To be done: Render every line of the entries below as a numbered list, skipping blank lines and leaving out the pictures.

Input records:

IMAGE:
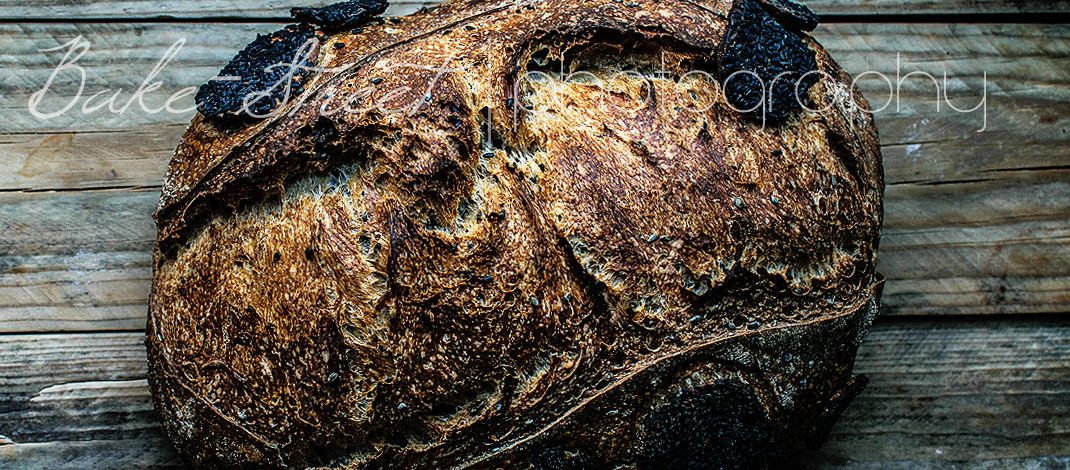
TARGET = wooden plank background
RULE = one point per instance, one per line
(969, 360)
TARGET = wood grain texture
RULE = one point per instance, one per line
(975, 222)
(135, 10)
(81, 260)
(1019, 69)
(995, 393)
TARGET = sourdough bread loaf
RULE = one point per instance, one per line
(519, 235)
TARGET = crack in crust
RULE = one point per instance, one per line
(485, 275)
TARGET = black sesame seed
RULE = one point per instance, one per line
(341, 14)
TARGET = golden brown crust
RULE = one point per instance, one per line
(393, 288)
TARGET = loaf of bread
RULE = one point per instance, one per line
(513, 235)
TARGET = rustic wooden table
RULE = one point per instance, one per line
(969, 362)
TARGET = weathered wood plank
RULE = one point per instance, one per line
(1018, 69)
(939, 393)
(146, 453)
(81, 260)
(975, 222)
(75, 260)
(959, 392)
(134, 10)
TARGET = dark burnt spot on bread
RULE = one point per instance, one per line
(791, 15)
(340, 15)
(822, 425)
(762, 64)
(260, 77)
(561, 458)
(718, 425)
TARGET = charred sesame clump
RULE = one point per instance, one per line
(791, 14)
(260, 72)
(769, 62)
(340, 15)
(559, 458)
(720, 425)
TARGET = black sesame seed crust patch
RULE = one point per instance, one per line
(558, 458)
(768, 62)
(791, 15)
(717, 426)
(340, 15)
(260, 67)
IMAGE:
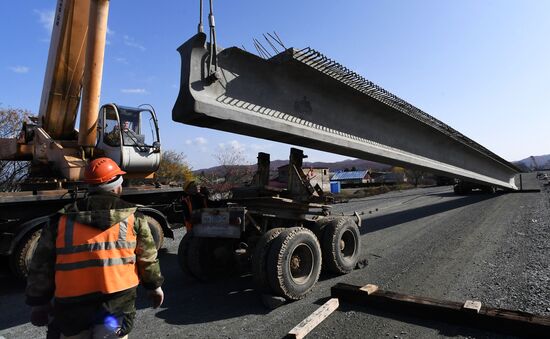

Right answer:
1. IMAGE:
2. TARGET = wooden plank background
3. RULE = one point per instance, one per line
4. (969, 360)
5. TARGET = wood grain texture
6. RULE = one point per instance, one per line
7. (975, 222)
8. (135, 10)
9. (81, 260)
10. (1019, 69)
11. (995, 393)
12. TARGET = sourdough bread loaf
13. RULE = one point per instance, one per line
14. (519, 235)
15. TARGET = crack in crust
16. RULE = one point per instance, one per line
17. (485, 275)
18. TARGET = black sesame seed
19. RULE = one point per instance, one per line
20. (341, 14)
21. TARGET = golden brown crust
22. RULE = one point per instance, one per line
23. (393, 288)
24. TARGET = loaf of bread
25. RULE = one point per instance, one per line
26. (513, 235)
27. TARGET = rustic wooden table
28. RULE = one point per instance, one per line
29. (969, 362)
30. TARGET = weathered wood plank
31. RULE = one point per instance, one per line
32. (1018, 69)
33. (939, 393)
34. (146, 453)
35. (81, 260)
36. (975, 222)
37. (75, 260)
38. (959, 392)
39. (134, 10)
40. TARGET = dark burnt spot on bread
41. RULE = one point per instance, one per line
42. (791, 15)
43. (340, 15)
44. (822, 425)
45. (762, 64)
46. (260, 77)
47. (561, 458)
48. (718, 425)
49. TARGET = charred sesame clump
50. RULE = one point per instance, one per line
51. (791, 14)
52. (260, 72)
53. (769, 62)
54. (340, 15)
55. (559, 458)
56. (720, 425)
57. TARGET = black sesame seed crust patch
58. RULE = one point per instance, one per line
59. (558, 458)
60. (768, 62)
61. (791, 15)
62. (717, 426)
63. (340, 15)
64. (260, 67)
65. IMAGE:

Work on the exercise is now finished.